• TEXTAUSZUG

Wie es weitergeht: Die Botschaft des Bundes­rats kommt nun in die zuständige Kommission und wird anschliessend im Parlament beraten. Es ist mit einer breiten Ablehnung zu rechnen, da keine der politischen Parteien auf die Mandats­steuer der Richterinnen verzichten will – oder auf die Einfluss­nahme, was die Besetzung der Richter­bank betrifft.

Vaterschaftsurlaub: FDP will nun plötzlich doch nicht

Worum es geht: Mit 134 Nein- zu 133-Ja-Stimmen haben die FDP-Delegierten die Nein-Parole für die Abstimmung über den Vaterschaftsurlaub beschlossen. Begründet wird der Entscheid damit, dass der angestrebte Vaterschafts­urlaub alte Rollen­modelle zementiere und den Firmen hohe Kosten verursache.

• VORGEGEBENE EINTRÄGE
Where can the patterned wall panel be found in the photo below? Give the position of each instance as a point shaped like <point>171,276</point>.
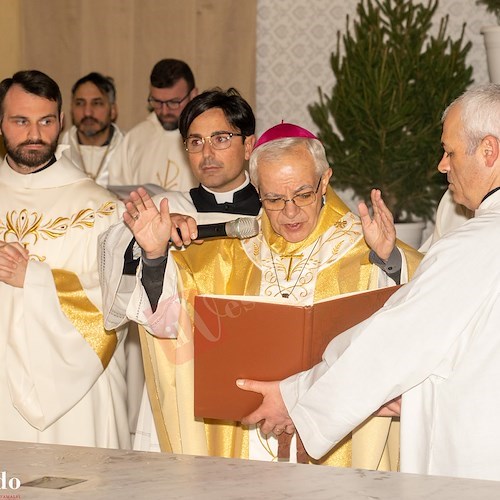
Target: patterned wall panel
<point>295,39</point>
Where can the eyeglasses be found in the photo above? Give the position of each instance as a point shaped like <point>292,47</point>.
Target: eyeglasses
<point>299,200</point>
<point>170,103</point>
<point>218,140</point>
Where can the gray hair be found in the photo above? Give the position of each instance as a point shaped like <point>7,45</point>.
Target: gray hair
<point>273,151</point>
<point>480,114</point>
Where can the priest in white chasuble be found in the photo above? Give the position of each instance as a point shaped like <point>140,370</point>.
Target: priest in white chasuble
<point>62,374</point>
<point>309,247</point>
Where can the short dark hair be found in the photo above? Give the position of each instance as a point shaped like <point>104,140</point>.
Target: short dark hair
<point>34,82</point>
<point>167,72</point>
<point>237,111</point>
<point>105,84</point>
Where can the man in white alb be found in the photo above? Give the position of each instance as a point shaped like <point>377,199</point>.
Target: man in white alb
<point>152,152</point>
<point>62,375</point>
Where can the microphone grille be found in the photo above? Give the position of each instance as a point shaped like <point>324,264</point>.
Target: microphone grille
<point>242,228</point>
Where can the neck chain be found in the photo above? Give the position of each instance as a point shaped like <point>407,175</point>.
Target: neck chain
<point>285,293</point>
<point>101,164</point>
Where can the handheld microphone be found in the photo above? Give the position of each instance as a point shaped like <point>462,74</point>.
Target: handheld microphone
<point>242,228</point>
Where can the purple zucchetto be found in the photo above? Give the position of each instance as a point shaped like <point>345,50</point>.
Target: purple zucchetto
<point>284,131</point>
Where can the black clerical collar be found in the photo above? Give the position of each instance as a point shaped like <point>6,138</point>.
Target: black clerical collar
<point>490,193</point>
<point>245,201</point>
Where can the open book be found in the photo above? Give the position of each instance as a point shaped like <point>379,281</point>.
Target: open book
<point>251,337</point>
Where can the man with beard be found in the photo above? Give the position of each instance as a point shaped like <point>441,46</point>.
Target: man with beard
<point>61,373</point>
<point>94,136</point>
<point>152,152</point>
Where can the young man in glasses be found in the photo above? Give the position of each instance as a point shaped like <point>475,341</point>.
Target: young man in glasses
<point>152,152</point>
<point>218,128</point>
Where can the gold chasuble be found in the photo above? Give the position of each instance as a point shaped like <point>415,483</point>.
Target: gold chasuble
<point>332,260</point>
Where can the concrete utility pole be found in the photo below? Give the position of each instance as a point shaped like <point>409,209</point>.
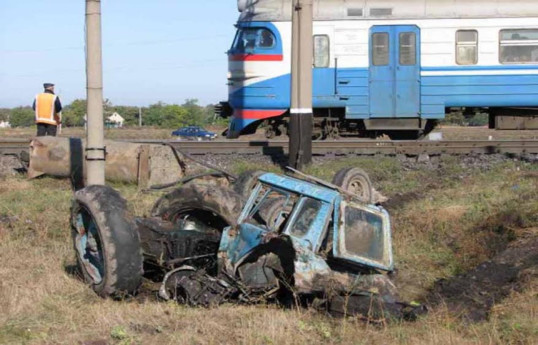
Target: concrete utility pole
<point>95,149</point>
<point>301,85</point>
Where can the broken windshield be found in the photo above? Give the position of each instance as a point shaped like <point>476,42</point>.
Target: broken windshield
<point>365,236</point>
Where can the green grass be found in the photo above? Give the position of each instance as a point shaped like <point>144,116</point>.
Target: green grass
<point>456,220</point>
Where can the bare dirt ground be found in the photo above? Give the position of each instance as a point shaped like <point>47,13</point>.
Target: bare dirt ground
<point>464,240</point>
<point>449,133</point>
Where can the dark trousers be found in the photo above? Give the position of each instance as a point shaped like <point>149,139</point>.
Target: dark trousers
<point>44,129</point>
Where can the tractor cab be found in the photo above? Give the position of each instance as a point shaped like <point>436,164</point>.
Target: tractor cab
<point>322,225</point>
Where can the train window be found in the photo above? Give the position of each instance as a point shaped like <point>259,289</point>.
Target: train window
<point>380,51</point>
<point>518,46</point>
<point>467,47</point>
<point>408,49</point>
<point>321,51</point>
<point>267,39</point>
<point>252,38</point>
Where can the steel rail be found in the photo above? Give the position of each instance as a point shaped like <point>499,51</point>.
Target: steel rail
<point>330,148</point>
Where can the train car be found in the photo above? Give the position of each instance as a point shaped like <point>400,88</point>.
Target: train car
<point>383,66</point>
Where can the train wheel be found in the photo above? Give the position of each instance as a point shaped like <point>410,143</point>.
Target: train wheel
<point>270,133</point>
<point>106,242</point>
<point>405,135</point>
<point>355,181</point>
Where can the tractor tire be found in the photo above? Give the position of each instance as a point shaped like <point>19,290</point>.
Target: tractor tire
<point>106,241</point>
<point>207,208</point>
<point>246,182</point>
<point>356,181</point>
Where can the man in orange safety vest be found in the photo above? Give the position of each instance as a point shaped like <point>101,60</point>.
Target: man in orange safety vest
<point>48,111</point>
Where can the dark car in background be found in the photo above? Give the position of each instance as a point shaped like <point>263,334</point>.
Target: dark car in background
<point>194,133</point>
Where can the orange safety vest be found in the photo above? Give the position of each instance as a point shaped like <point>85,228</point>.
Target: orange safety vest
<point>44,108</point>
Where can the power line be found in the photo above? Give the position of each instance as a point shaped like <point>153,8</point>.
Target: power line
<point>116,45</point>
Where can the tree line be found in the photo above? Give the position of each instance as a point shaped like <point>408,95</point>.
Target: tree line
<point>157,115</point>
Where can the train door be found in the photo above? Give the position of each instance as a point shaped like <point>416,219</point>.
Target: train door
<point>394,73</point>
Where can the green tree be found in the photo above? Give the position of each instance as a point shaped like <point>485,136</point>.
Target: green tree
<point>195,113</point>
<point>22,117</point>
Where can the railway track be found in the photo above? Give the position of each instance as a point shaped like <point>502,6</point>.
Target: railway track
<point>323,148</point>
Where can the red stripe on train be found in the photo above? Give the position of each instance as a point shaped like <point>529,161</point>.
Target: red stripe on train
<point>249,114</point>
<point>257,57</point>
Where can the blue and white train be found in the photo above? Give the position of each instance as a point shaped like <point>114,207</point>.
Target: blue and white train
<point>387,66</point>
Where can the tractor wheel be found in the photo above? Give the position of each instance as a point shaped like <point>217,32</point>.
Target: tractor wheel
<point>201,207</point>
<point>355,181</point>
<point>106,242</point>
<point>246,182</point>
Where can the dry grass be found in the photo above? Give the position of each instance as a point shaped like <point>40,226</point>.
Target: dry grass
<point>443,232</point>
<point>449,133</point>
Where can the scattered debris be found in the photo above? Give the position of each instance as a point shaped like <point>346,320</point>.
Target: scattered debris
<point>291,239</point>
<point>10,165</point>
<point>144,164</point>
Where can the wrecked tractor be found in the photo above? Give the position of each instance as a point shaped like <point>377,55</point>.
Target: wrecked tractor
<point>264,237</point>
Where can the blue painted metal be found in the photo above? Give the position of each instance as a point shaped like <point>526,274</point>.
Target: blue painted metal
<point>238,243</point>
<point>248,238</point>
<point>88,247</point>
<point>339,238</point>
<point>300,187</point>
<point>313,239</point>
<point>394,87</point>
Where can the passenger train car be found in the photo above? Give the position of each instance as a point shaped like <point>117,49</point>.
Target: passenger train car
<point>383,66</point>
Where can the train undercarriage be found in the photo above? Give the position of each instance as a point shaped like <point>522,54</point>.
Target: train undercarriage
<point>331,124</point>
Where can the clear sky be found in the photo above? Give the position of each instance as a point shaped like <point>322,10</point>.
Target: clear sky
<point>153,50</point>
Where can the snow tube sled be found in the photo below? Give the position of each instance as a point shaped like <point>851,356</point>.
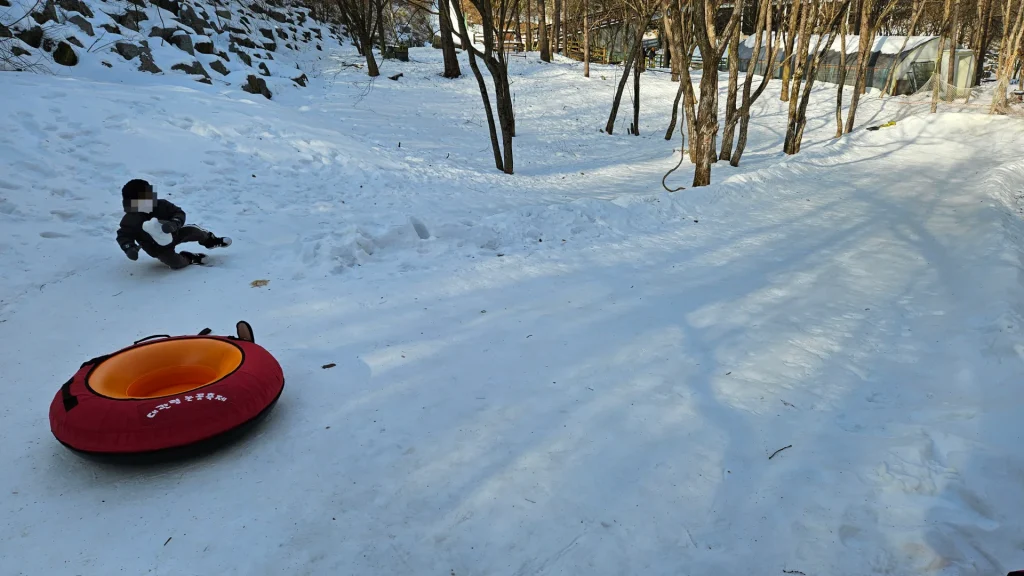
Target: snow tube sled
<point>167,397</point>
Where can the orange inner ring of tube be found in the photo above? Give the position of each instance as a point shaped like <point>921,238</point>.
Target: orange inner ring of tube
<point>165,368</point>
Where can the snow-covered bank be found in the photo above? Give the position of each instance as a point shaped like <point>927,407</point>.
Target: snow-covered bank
<point>603,405</point>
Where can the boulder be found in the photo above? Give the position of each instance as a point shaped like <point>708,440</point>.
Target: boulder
<point>243,41</point>
<point>76,6</point>
<point>204,47</point>
<point>183,42</point>
<point>65,54</point>
<point>127,50</point>
<point>256,85</point>
<point>188,17</point>
<point>83,25</point>
<point>129,19</point>
<point>146,64</point>
<point>48,13</point>
<point>165,33</point>
<point>171,6</point>
<point>242,55</point>
<point>196,69</point>
<point>32,36</point>
<point>219,68</point>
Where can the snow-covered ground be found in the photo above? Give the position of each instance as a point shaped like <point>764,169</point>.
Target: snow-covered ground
<point>574,372</point>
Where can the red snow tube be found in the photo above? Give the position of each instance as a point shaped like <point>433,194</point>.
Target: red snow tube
<point>166,396</point>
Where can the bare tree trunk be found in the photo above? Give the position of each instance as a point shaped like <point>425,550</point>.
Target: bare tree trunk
<point>919,8</point>
<point>953,28</point>
<point>518,23</point>
<point>806,25</point>
<point>863,52</point>
<point>586,38</point>
<point>452,69</point>
<point>565,28</point>
<point>556,48</point>
<point>762,29</point>
<point>936,74</point>
<point>545,45</point>
<point>627,68</point>
<point>1009,53</point>
<point>819,50</point>
<point>842,78</point>
<point>705,28</point>
<point>529,26</point>
<point>499,73</point>
<point>985,40</point>
<point>791,37</point>
<point>730,100</point>
<point>380,26</point>
<point>635,128</point>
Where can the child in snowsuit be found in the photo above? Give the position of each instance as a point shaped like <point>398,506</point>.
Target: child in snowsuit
<point>158,227</point>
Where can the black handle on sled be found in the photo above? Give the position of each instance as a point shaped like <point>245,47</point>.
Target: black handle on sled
<point>154,336</point>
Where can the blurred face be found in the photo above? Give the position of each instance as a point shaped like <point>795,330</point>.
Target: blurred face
<point>145,202</point>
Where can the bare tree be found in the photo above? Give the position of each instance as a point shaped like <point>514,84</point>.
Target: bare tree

• AUFGABEN UND ÜBUNGEN
- A) Gib aus dem Textauszug alles von „Wie es weitergeht: Die“ bis hinunter zu „hohe Kosten verursache.“ Wort für Wort wieder.
- B) Schreib aus der Auflistung nur die Zeilen von der Zeile mit „Where can the power“ bis hinunter zur Zeile mit „<point>157,115</point>“ neu, wobei „power line“ durch „overhead cable“ ersetzt wird und alles Übrige gleich bleibt.

• DIE LÖSUNGEN
- A)
Wie es weitergeht: Die Botschaft des Bundes­rats kommt nun in die zuständige Kommission und wird anschliessend im Parlament beraten. Es ist mit einer breiten Ablehnung zu rechnen, da keine der politischen Parteien auf die Mandats­steuer der Richterinnen verzichten will – oder auf die Einfluss­nahme, was die Besetzung der Richter­bank betrifft.

Vaterschaftsurlaub: FDP will nun plötzlich doch nicht

Worum es geht: Mit 134 Nein- zu 133-Ja-Stimmen haben die FDP-Delegierten die Nein-Parole für die Abstimmung über den Vaterschaftsurlaub beschlossen. Begründet wird der Entscheid damit, dass der angestrebte Vaterschafts­urlaub alte Rollen­modelle zementiere und den Firmen hohe Kosten verursache.

- B)
Where can the overhead cable be found in the photo above? Give the position of each instance as a point shaped like <point>153,8</point>.
Target: overhead cable
<point>116,45</point>
Where can the tree line be found in the photo above? Give the position of each instance as a point shaped like <point>408,95</point>.
Target: tree line
<point>157,115</point>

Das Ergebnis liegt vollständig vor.